*Entries supplied:*
(begin)
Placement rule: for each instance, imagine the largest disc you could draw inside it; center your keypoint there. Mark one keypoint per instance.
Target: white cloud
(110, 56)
(end)
(begin)
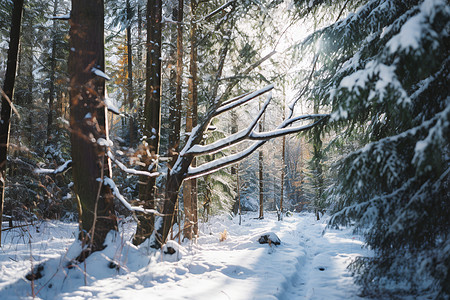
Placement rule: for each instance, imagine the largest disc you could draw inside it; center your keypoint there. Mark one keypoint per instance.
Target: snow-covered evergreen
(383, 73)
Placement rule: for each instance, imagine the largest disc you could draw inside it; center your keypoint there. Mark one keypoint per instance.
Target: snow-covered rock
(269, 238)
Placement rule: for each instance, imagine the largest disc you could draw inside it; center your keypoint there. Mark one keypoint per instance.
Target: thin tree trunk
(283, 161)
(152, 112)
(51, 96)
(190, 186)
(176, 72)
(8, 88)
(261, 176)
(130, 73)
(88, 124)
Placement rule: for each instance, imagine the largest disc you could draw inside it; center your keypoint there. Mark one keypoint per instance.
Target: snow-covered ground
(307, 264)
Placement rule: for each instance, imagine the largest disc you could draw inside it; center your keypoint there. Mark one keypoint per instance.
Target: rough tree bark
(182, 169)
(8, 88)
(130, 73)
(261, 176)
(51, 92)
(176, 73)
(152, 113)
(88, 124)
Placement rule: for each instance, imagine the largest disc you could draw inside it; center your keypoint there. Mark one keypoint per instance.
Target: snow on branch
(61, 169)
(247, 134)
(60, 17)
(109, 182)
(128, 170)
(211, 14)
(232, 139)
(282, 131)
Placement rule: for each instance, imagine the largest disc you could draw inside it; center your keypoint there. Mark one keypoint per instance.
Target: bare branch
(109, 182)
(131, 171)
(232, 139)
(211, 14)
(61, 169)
(end)
*Problem details:* List every line in the records above that contains the word "branch", copying each line in full.

*Written answer:*
Target: snow on branch
Target: bare branch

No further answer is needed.